**PAGE EXTRACT:**
Thanks for sharing! I hope it is a wrap around!


----------



## Ruby296 (Nov 1, 2008)

I just posted this reply I got from Becca last evening on the Oberon Request thread, but I'll post it here too:

Yes it’s coming but not for awhile. Can’t give you an exact date yet. It’s the first time the tannery has made this blue and sometimes the first few loads are disasters and have to be redone. As far as Kindle covers go it would appear as a choice for the Roof of Heaven and the Wave. Not sure what else yet. If you do talk on the boards about this, do me a favor and let everybody know that it will be a few months yet. Thanks!! Becca


----------



## Patrizia (Oct 29, 2008)

LOL you need to send that to Oberon and tell them to "match your car".. that cracked me up.. but actually my case is about that color... and what the heck is "the Puke".. LOL


----------



## Leslie (Apr 7, 2008)

Patrizia said:


> LOL you need to send that to Oberon and tell them to "match your car".. that cracked me up.. but actually my case is about that color... and what the heck is "the Puke".. LOL


I also wondered about The Puke. It also looks like a Maine license plate. Huh? LOL

L


----------



## ZomZom (Feb 17, 2009)

Ha!  Those aren't my cars, just pics I found after googling.  I thought the license plate was curiously humorous as well.


----------



## farmwife99 (Nov 22, 2008)

akjak said:


> Actually I think they *won't* do RoH... They told her it would be one of a kind, and I hope they keep it that way
> 
> Personally, I'm hoping for Seaside or Waterfall (both in large journals) in peacock.


PLEASE patrizia tell them it would be OK to make ROH in that pretty blue color available to the rest of us. The only reason I don't have ROH already is because it doesn't come in blue. Pretty Please................ I'm not to proud to beg.


----------



## Betsy the Quilter (Oct 27, 2008)

Patrizia, you've done so much for Oberon, I don't begrudge you your "Special." They can change the blue a little bit.... 

Betsy


----------



## Elijsha (Dec 10, 2008)

**WRITTEN PROBLEM 1:** Return the forum thread about the blue Oberon covers word for word, in full.
The rows have no connection to the forum thread.

**EXTRACTED MATERIAL:**
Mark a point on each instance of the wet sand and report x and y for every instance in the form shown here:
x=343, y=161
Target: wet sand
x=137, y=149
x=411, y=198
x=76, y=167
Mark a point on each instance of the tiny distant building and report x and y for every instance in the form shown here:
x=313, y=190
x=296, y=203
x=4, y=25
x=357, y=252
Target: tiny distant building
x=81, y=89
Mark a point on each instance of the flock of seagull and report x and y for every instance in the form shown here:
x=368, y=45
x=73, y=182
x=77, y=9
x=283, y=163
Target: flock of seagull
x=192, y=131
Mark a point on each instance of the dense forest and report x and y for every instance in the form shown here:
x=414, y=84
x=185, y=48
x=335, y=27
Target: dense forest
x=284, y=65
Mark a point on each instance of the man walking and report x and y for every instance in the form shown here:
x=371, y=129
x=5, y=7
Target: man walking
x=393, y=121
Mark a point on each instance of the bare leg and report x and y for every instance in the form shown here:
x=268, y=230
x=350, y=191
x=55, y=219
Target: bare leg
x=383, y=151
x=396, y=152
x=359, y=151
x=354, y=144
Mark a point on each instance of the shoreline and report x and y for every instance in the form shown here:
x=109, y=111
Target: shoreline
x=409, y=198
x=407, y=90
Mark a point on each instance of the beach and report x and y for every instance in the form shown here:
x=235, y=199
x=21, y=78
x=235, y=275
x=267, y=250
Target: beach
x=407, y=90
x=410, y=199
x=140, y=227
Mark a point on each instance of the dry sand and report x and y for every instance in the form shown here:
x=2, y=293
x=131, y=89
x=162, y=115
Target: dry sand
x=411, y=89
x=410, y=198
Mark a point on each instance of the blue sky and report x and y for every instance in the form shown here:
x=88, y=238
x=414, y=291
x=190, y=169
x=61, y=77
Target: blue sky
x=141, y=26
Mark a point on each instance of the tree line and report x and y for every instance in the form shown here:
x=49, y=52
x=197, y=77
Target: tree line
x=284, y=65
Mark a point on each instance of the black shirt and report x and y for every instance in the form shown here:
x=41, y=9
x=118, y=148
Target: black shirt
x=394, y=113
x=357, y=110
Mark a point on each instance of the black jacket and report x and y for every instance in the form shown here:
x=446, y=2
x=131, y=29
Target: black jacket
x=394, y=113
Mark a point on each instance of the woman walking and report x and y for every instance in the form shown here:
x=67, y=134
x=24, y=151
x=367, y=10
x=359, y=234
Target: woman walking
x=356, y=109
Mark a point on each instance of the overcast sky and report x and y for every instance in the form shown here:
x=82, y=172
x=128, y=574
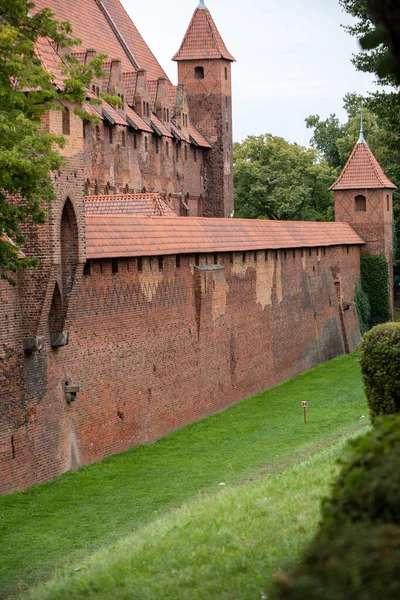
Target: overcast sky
x=293, y=58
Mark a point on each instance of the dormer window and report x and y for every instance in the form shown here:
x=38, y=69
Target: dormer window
x=361, y=203
x=199, y=72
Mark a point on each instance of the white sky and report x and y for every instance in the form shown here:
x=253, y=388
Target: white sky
x=293, y=58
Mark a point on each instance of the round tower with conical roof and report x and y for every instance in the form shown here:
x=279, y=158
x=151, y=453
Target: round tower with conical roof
x=204, y=68
x=364, y=198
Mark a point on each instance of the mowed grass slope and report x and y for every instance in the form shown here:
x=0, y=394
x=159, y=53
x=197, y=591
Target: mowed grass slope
x=223, y=547
x=59, y=523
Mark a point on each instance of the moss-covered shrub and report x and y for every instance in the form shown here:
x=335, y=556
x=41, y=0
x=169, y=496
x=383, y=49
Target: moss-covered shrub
x=361, y=563
x=363, y=308
x=368, y=488
x=380, y=366
x=375, y=283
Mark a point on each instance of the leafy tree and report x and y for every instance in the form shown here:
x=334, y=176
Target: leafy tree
x=28, y=153
x=275, y=179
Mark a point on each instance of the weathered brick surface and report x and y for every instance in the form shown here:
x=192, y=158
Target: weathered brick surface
x=155, y=350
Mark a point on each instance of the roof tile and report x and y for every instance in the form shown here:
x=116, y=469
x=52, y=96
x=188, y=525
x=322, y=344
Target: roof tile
x=122, y=235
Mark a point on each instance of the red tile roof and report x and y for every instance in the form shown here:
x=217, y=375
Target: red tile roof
x=91, y=25
x=114, y=236
x=142, y=205
x=202, y=39
x=362, y=171
x=160, y=126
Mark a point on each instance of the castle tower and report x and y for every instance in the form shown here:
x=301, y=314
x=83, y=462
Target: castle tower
x=364, y=198
x=204, y=68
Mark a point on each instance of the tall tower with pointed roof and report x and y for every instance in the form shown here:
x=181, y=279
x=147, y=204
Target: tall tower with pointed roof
x=204, y=67
x=364, y=198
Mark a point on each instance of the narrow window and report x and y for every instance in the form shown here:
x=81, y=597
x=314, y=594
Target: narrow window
x=66, y=122
x=361, y=203
x=199, y=72
x=87, y=270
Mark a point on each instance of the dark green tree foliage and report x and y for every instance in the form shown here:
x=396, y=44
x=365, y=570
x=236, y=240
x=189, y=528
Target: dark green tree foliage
x=375, y=283
x=274, y=179
x=363, y=308
x=360, y=563
x=380, y=362
x=356, y=553
x=28, y=154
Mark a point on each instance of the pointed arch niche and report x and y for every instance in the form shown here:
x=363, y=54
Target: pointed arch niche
x=69, y=251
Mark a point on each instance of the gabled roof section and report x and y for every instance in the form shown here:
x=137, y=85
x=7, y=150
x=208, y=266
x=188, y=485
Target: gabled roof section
x=139, y=205
x=124, y=235
x=202, y=39
x=105, y=26
x=362, y=171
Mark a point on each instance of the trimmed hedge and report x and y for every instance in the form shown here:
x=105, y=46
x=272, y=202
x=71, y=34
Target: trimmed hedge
x=380, y=367
x=375, y=283
x=368, y=488
x=363, y=308
x=361, y=563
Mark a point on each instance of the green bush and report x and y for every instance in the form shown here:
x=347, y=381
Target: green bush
x=380, y=367
x=363, y=308
x=375, y=283
x=360, y=563
x=368, y=488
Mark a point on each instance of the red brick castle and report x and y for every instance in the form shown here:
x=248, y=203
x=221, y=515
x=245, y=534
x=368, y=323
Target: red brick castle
x=151, y=308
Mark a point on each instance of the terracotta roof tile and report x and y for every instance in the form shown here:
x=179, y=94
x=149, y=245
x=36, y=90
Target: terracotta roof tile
x=114, y=236
x=202, y=39
x=92, y=27
x=362, y=171
x=160, y=126
x=198, y=138
x=138, y=121
x=141, y=205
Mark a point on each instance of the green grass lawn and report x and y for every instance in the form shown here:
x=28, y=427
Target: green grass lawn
x=222, y=547
x=60, y=523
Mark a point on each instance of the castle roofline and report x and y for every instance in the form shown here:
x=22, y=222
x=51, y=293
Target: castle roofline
x=125, y=235
x=362, y=171
x=202, y=40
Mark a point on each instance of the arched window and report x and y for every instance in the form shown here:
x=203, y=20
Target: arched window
x=199, y=72
x=361, y=203
x=66, y=126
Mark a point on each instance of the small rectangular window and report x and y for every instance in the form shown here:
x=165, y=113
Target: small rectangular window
x=199, y=72
x=66, y=123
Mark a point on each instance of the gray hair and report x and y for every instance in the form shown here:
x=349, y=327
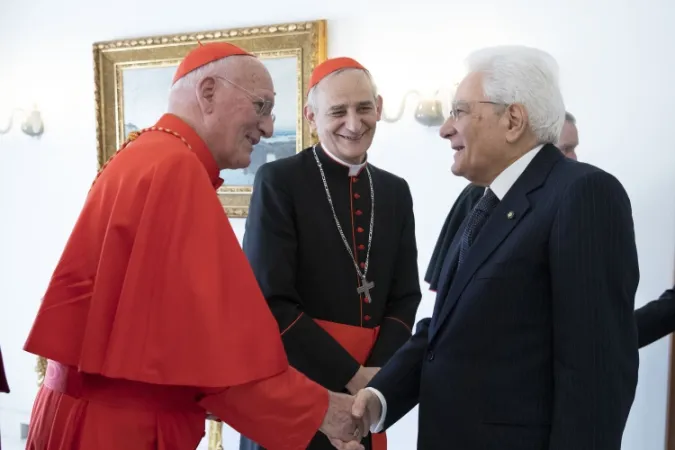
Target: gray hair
x=312, y=94
x=191, y=79
x=570, y=118
x=524, y=75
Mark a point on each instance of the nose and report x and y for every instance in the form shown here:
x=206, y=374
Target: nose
x=353, y=122
x=266, y=126
x=448, y=128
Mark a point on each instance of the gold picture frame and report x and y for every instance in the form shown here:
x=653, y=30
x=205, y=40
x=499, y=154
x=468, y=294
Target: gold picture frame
x=296, y=48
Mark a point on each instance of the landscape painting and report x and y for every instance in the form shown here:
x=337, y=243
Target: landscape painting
x=133, y=78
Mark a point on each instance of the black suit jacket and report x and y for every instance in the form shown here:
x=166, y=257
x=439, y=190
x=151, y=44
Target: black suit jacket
x=654, y=320
x=4, y=386
x=533, y=345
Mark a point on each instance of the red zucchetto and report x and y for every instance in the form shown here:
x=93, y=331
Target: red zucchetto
x=205, y=54
x=329, y=66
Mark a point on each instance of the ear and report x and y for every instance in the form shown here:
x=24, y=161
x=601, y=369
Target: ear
x=378, y=107
x=308, y=112
x=206, y=90
x=517, y=122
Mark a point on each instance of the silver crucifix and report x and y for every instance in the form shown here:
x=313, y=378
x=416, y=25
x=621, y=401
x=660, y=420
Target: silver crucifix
x=366, y=286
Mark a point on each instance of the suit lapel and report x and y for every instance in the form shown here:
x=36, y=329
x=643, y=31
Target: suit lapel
x=448, y=271
x=504, y=218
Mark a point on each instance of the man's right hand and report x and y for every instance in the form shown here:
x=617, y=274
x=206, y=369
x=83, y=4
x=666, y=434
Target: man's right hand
x=340, y=426
x=361, y=379
x=367, y=409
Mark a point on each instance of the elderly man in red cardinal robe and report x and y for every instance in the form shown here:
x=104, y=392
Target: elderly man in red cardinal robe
x=153, y=316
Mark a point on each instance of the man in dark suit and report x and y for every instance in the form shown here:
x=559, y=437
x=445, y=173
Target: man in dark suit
x=532, y=342
x=4, y=386
x=654, y=320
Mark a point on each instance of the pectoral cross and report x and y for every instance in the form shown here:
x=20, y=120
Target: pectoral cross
x=365, y=287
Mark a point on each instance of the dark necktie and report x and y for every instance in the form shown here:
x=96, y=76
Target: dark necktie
x=479, y=216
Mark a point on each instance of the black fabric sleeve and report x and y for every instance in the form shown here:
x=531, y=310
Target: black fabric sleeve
x=405, y=295
x=270, y=243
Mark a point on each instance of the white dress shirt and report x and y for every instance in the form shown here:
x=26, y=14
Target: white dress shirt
x=500, y=186
x=354, y=169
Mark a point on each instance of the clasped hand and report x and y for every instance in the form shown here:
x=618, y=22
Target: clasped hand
x=348, y=419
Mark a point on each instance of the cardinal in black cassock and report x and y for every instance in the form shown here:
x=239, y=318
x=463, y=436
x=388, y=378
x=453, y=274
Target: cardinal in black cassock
x=331, y=240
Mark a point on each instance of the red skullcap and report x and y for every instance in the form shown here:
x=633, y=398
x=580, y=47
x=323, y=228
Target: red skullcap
x=329, y=66
x=205, y=54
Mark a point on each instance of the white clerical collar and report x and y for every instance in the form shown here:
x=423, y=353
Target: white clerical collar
x=501, y=185
x=354, y=169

**WRITTEN PROBLEM 2:** Please return every line of the rows that contains the word "lawn".

**FINISHED ANSWER 1:**
Thanks for sharing! I hope it is a wrap around!


----------



## Ruby296 (Nov 1, 2008)

I just posted this reply I got from Becca last evening on the Oberon Request thread, but I'll post it here too:

Yes it’s coming but not for awhile. Can’t give you an exact date yet. It’s the first time the tannery has made this blue and sometimes the first few loads are disasters and have to be redone. As far as Kindle covers go it would appear as a choice for the Roof of Heaven and the Wave. Not sure what else yet. If you do talk on the boards about this, do me a favor and let everybody know that it will be a few months yet. Thanks!! Becca


----------



## Patrizia (Oct 29, 2008)

LOL you need to send that to Oberon and tell them to "match your car".. that cracked me up.. but actually my case is about that color... and what the heck is "the Puke".. LOL


----------



## Leslie (Apr 7, 2008)

Patrizia said:


> LOL you need to send that to Oberon and tell them to "match your car".. that cracked me up.. but actually my case is about that color... and what the heck is "the Puke".. LOL


I also wondered about The Puke. It also looks like a Maine license plate. Huh? LOL

L


----------



## ZomZom (Feb 17, 2009)

Ha!  Those aren't my cars, just pics I found after googling.  I thought the license plate was curiously humorous as well.


----------



## farmwife99 (Nov 22, 2008)

akjak said:


> Actually I think they *won't* do RoH... They told her it would be one of a kind, and I hope they keep it that way
> 
> Personally, I'm hoping for Seaside or Waterfall (both in large journals) in peacock.


PLEASE patrizia tell them it would be OK to make ROH in that pretty blue color available to the rest of us. The only reason I don't have ROH already is because it doesn't come in blue. Pretty Please................ I'm not to proud to beg.


----------



## Betsy the Quilter (Oct 27, 2008)

Patrizia, you've done so much for Oberon, I don't begrudge you your "Special." They can change the blue a little bit.... 

Betsy


----------



## Elijsha (Dec 10, 2008)

**FINISHED ANSWER 2:**
Mark a point on each instance of the green grass lawn and report x and y for every instance in the form shown here:
Target: green grass lawn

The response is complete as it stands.